**Input data:**
■ ■ ■ ■

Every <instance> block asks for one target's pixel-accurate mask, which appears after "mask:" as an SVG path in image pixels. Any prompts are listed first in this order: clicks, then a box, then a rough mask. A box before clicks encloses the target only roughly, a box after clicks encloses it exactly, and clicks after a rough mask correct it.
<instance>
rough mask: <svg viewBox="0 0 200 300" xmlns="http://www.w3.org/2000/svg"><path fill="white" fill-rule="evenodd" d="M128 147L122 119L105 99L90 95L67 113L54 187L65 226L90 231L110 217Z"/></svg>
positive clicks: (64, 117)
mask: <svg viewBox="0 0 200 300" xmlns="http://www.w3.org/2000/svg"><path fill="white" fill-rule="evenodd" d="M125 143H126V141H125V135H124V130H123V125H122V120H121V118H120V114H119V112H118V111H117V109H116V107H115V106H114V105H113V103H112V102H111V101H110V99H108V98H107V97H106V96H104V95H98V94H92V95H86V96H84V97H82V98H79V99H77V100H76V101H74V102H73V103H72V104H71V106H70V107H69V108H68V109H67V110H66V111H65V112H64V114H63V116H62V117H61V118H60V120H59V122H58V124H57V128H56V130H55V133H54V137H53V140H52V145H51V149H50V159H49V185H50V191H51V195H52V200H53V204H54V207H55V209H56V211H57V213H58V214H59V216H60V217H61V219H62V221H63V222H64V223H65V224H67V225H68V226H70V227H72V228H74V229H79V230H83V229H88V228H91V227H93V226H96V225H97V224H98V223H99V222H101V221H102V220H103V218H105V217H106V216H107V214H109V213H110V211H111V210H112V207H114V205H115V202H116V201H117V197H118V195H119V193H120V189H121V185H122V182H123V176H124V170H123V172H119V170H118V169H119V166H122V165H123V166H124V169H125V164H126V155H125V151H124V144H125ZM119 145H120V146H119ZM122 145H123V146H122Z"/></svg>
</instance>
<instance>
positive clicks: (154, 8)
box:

■ ■ ■ ■

**What you will do:** Reproduce all of the data above line for line, with no changes.

**Solution to the exercise:**
Every <instance> block asks for one target's pixel-accurate mask, which appears after "mask:" as an SVG path in image pixels. Any prompts are listed first in this order: clicks, then a box, then a rough mask. A box before clicks encloses the target only roughly, a box after clicks encloses it exactly, and clicks after a rough mask correct it.
<instance>
rough mask: <svg viewBox="0 0 200 300" xmlns="http://www.w3.org/2000/svg"><path fill="white" fill-rule="evenodd" d="M128 147L122 119L105 99L90 95L67 113L54 187L65 226L90 231L110 217Z"/></svg>
positive clicks: (64, 117)
mask: <svg viewBox="0 0 200 300" xmlns="http://www.w3.org/2000/svg"><path fill="white" fill-rule="evenodd" d="M125 143H126V141H125V135H124V130H123V125H122V120H121V118H120V114H119V112H118V111H117V109H116V107H115V106H114V105H113V103H112V102H111V101H110V99H108V98H107V97H106V96H104V95H98V94H92V95H86V96H84V97H82V98H79V99H77V100H76V101H74V102H73V103H72V104H71V106H70V107H69V108H68V109H67V110H66V111H65V112H64V114H63V116H62V117H61V118H60V120H59V122H58V124H57V128H56V130H55V133H54V137H53V140H52V145H51V149H50V159H49V185H50V191H51V195H52V200H53V204H54V207H55V209H56V211H57V213H58V214H59V216H60V217H61V219H62V221H63V222H64V223H65V224H67V225H68V226H70V227H72V228H74V229H79V230H83V229H88V228H91V227H93V226H96V225H97V224H98V223H99V222H101V221H102V220H103V218H105V217H106V216H107V214H109V213H110V211H111V210H112V207H114V205H115V202H116V201H117V197H118V195H119V193H120V189H121V185H122V182H123V176H124V170H123V172H119V170H118V169H119V166H122V165H123V166H124V169H125V164H126V155H125V151H124V144H125ZM119 145H120V146H119ZM122 145H123V146H122Z"/></svg>
</instance>
<instance>
positive clicks: (154, 8)
box:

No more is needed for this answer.